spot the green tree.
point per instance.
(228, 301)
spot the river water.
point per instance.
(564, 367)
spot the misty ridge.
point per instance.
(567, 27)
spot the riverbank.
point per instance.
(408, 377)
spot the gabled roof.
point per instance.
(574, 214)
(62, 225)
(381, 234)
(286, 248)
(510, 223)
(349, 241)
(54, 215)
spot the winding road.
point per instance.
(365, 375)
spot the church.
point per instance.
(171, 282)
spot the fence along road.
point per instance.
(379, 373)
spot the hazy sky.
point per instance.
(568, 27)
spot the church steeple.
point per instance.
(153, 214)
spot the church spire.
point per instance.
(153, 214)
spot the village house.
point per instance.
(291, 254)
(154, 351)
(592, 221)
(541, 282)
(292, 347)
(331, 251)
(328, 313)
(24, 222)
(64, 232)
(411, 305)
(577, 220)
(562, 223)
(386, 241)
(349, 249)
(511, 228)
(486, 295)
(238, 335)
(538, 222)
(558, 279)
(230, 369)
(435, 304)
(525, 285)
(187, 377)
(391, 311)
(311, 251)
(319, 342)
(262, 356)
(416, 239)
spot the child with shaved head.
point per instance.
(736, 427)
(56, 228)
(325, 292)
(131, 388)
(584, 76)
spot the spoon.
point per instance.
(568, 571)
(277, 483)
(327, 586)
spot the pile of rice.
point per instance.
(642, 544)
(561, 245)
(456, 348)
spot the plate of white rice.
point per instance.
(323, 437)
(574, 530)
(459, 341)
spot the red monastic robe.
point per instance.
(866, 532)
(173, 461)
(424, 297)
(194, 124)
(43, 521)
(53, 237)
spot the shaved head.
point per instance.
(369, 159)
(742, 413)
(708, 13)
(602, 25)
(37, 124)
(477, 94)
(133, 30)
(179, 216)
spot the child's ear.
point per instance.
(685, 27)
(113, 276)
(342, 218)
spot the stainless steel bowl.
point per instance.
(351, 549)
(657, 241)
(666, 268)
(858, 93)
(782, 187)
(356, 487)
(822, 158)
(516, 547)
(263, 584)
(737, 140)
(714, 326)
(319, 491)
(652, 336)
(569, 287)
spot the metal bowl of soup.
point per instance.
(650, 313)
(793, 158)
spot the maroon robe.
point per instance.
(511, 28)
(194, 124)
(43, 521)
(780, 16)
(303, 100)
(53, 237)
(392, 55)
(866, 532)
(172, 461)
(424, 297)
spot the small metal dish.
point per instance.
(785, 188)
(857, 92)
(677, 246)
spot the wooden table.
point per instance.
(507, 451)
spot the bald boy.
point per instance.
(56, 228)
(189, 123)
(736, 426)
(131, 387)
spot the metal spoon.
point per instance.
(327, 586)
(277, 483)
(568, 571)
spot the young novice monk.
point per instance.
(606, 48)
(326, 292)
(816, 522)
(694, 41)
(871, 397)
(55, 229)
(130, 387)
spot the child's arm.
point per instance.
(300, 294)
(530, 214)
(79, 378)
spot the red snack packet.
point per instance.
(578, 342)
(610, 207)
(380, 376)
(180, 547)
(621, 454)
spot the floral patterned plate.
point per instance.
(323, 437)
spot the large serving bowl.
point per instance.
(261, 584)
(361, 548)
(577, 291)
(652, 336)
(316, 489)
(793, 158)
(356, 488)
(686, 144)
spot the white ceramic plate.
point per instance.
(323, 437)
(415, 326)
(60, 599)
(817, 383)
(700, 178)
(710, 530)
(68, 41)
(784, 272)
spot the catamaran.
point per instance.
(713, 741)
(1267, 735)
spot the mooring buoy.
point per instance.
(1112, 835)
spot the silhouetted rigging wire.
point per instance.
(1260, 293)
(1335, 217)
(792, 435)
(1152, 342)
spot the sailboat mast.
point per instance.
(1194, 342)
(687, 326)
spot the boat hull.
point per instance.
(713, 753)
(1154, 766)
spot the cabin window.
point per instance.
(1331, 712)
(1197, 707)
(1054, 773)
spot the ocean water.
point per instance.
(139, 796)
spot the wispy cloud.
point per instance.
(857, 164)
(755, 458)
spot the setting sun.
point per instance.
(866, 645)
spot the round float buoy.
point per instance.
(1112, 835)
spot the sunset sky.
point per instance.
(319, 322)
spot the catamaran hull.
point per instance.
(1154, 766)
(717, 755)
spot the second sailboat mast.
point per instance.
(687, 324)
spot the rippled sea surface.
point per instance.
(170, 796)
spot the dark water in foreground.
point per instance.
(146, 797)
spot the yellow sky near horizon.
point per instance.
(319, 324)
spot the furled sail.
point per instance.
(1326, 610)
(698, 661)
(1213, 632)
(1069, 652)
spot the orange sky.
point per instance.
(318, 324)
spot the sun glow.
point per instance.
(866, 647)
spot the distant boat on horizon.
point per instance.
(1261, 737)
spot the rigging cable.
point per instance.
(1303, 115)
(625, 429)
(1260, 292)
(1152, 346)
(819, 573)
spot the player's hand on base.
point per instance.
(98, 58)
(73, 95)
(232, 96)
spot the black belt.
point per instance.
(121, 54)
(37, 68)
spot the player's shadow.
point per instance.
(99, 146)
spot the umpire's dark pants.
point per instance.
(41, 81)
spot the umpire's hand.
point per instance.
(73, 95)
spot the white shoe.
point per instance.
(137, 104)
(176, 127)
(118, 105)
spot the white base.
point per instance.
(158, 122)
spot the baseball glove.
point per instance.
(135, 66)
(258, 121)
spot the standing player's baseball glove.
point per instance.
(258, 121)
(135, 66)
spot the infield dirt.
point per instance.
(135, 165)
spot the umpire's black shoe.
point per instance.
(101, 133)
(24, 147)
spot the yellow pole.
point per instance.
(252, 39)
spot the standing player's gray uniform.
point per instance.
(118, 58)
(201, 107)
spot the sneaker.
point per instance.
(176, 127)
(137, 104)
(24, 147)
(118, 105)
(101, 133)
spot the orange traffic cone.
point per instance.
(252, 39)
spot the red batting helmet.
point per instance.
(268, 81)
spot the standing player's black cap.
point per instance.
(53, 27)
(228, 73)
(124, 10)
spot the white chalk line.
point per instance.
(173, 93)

- - - - -

Given problem ->
Return exactly the lines from the line bearing "spot the sun glow." to the end of the records, inclusive of both; include no other lines.

Task response ->
spot the sun glow.
point per instance.
(866, 647)
spot the distant boat on horizon.
point per instance.
(1261, 737)
spot the rigging cable.
point per instance.
(1303, 115)
(625, 429)
(1260, 292)
(1152, 346)
(819, 573)
spot the player's hand on base.
point per instance.
(98, 58)
(73, 95)
(232, 96)
spot the black belt.
point per instance.
(121, 54)
(37, 68)
spot the player's shadow.
point per instance.
(99, 146)
spot the umpire's dark pants.
point per instance.
(41, 81)
spot the umpire's hand.
point per instance.
(73, 95)
spot the white shoe.
point per instance.
(137, 104)
(176, 127)
(118, 105)
spot the white base.
point per instance.
(158, 122)
spot the baseball glove.
point per instance.
(135, 66)
(258, 121)
spot the standing player's baseball glove.
point per instance.
(258, 121)
(135, 66)
spot the infield dirt.
point per instance.
(135, 165)
spot the umpire's black shoe.
point per instance.
(101, 133)
(24, 147)
spot the yellow pole.
point per instance.
(252, 39)
spot the standing player's gray uniform.
point per instance.
(118, 58)
(201, 107)
spot the sneaker.
point per instance.
(176, 127)
(137, 104)
(24, 147)
(118, 105)
(101, 133)
spot the orange traffic cone.
point per instance.
(252, 39)
spot the red batting helmet.
point per instance.
(268, 81)
spot the standing player's black cap.
point per instance.
(53, 27)
(228, 73)
(124, 10)
spot the white chalk line.
point per instance.
(173, 93)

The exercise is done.